### INSTRUCTION
Format the items below as a two-column CSV with the headers item and answer, covering only the stretch from the line containing "stone step in" through the line containing "pixel 124 138", with one row per item. Enclose each field in double quotes and turn line breaks into spaces.

_ _ _

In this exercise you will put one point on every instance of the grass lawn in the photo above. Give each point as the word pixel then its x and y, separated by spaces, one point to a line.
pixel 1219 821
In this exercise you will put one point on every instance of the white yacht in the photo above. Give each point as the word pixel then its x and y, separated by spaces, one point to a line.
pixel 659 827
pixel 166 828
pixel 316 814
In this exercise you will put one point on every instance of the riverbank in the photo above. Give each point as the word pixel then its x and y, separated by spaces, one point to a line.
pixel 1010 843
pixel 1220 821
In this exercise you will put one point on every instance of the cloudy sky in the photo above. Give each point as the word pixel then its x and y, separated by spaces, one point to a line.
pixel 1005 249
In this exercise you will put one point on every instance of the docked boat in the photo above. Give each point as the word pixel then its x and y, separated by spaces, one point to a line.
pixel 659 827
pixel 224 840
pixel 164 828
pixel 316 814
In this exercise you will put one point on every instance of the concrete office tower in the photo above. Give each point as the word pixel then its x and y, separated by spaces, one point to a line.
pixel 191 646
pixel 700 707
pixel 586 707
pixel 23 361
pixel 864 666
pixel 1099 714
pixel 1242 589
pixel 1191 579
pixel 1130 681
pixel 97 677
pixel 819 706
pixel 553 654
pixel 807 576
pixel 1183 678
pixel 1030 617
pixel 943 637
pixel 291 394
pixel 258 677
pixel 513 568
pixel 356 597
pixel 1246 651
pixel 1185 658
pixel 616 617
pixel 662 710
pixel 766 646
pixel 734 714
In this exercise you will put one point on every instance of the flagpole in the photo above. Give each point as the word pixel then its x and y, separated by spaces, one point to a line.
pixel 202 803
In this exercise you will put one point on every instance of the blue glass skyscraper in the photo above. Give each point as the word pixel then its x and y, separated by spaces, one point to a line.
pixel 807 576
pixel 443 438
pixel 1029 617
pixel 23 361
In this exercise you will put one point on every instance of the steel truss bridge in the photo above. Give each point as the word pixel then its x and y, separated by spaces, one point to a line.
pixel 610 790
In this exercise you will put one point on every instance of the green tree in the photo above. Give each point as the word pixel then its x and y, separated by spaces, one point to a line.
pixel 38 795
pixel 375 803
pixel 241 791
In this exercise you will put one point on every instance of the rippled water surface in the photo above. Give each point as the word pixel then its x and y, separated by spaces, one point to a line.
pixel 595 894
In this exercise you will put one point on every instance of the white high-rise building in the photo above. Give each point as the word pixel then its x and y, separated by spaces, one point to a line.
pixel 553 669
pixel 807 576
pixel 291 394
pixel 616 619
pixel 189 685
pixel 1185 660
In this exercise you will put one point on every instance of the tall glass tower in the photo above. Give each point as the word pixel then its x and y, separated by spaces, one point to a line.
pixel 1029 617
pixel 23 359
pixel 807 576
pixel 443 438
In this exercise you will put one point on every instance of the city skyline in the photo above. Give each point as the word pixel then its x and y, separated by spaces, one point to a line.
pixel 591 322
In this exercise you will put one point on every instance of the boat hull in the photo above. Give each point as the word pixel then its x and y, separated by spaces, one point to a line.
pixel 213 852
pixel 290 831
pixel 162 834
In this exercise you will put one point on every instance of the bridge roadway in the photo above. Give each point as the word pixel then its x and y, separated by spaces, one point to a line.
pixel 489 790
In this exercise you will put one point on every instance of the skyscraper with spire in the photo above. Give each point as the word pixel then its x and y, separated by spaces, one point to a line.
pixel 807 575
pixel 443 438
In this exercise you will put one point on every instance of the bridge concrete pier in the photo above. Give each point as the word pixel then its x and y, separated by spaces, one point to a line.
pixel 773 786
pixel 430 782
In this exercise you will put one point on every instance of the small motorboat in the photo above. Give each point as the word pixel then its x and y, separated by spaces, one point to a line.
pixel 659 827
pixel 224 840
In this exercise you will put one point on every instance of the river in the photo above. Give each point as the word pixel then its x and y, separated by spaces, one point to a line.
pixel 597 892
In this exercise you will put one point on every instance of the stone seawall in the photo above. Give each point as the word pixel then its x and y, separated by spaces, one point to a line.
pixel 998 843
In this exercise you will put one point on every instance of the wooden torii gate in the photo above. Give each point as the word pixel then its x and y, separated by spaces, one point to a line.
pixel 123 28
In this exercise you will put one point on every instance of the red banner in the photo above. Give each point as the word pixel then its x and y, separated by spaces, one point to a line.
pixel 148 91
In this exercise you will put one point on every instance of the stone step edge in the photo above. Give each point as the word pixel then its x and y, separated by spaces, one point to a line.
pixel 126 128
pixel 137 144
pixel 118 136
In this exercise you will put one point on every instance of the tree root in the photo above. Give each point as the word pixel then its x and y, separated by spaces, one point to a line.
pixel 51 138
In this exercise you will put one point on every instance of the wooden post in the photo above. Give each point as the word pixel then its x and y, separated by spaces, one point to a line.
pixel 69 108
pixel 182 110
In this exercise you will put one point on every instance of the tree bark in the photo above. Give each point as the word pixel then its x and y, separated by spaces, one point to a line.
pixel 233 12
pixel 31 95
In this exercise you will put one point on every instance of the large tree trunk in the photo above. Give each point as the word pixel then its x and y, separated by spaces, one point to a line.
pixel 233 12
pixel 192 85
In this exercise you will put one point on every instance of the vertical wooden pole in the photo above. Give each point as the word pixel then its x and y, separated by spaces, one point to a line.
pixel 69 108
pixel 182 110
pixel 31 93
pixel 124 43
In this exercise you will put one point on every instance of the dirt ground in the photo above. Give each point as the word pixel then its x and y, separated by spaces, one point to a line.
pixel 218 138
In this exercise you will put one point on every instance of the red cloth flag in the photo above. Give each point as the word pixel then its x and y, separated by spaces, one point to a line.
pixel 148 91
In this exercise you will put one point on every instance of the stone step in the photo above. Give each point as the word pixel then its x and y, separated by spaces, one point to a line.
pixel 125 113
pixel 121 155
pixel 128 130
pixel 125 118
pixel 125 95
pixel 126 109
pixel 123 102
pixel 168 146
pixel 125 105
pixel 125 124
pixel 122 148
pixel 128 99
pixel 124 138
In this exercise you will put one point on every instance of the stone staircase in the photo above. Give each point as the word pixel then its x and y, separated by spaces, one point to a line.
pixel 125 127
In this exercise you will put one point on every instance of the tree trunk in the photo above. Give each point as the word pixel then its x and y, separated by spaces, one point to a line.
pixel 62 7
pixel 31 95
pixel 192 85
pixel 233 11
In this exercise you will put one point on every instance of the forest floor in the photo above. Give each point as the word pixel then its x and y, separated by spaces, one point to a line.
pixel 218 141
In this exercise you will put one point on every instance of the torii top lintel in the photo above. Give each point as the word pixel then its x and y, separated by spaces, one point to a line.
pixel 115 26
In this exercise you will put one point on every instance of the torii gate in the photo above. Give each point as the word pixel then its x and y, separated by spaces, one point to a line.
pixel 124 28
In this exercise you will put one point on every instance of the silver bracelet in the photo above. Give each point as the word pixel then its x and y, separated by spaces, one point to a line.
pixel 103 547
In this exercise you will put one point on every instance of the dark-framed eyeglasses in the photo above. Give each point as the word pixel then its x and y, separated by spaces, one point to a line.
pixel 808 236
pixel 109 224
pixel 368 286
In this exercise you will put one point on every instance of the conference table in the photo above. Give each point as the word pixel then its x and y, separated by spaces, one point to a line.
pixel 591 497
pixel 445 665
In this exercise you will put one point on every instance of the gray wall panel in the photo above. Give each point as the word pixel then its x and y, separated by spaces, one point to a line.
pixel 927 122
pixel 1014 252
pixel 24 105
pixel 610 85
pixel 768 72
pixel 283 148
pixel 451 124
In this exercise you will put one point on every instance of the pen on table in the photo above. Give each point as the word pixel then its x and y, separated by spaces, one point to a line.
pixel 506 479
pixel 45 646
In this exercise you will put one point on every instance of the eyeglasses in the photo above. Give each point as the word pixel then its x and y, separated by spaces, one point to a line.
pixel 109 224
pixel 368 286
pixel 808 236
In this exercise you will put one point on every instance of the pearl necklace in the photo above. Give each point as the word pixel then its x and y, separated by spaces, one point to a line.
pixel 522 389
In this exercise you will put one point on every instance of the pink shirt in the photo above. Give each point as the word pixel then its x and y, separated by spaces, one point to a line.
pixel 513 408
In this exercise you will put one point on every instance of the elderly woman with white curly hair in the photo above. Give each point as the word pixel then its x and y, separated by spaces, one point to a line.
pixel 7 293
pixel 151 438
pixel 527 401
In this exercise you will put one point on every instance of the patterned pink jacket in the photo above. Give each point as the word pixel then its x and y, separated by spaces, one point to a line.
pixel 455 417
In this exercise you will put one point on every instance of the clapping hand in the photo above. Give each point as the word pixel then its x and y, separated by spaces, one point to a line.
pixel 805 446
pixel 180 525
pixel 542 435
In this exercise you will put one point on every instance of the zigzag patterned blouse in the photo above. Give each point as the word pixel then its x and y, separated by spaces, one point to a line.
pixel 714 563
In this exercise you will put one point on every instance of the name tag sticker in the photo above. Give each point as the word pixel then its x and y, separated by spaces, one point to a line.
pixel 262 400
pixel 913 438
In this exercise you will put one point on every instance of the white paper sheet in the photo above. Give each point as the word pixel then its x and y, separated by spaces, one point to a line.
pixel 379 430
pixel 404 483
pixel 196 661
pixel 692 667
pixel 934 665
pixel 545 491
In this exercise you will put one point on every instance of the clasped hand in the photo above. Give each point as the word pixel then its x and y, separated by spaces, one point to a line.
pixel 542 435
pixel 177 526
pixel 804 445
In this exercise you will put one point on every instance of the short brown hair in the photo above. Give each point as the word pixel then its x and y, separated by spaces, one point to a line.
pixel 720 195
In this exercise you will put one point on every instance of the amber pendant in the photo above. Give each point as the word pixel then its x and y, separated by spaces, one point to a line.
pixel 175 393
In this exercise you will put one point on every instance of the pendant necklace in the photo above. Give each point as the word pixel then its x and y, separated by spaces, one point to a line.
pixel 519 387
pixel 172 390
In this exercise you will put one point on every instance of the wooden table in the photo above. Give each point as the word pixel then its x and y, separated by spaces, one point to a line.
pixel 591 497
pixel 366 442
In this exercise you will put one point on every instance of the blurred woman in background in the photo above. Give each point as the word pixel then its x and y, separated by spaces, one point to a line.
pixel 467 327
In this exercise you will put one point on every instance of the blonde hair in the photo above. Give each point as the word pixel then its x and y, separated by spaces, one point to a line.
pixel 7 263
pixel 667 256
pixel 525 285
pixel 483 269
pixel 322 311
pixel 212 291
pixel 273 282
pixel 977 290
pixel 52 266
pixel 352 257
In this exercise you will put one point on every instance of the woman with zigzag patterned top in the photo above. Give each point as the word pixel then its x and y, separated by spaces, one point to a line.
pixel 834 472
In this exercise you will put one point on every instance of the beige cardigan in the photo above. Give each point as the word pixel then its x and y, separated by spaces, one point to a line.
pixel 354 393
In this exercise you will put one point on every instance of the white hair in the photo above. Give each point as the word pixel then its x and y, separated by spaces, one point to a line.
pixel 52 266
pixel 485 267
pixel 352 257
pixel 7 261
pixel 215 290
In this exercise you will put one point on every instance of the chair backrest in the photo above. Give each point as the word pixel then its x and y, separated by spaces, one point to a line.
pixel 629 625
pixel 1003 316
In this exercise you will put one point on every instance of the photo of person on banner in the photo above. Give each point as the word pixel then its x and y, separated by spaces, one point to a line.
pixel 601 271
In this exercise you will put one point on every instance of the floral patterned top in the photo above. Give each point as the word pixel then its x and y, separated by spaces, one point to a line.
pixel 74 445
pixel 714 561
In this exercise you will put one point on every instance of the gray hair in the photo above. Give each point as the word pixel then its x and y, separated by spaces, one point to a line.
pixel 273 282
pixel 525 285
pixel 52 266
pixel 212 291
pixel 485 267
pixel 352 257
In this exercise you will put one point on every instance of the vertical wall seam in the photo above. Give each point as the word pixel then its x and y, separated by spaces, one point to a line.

_ _ _

### WRITTEN ANSWER
item,answer
"In this exercise you will put one point on every instance of the stone step in the photo above. Give each point as the word pixel then its x and y, separated by spaces, one point to a line.","pixel 125 113 pixel 121 155 pixel 128 130 pixel 125 118 pixel 125 95 pixel 126 109 pixel 123 102 pixel 168 146 pixel 125 105 pixel 125 124 pixel 122 148 pixel 128 99 pixel 124 138"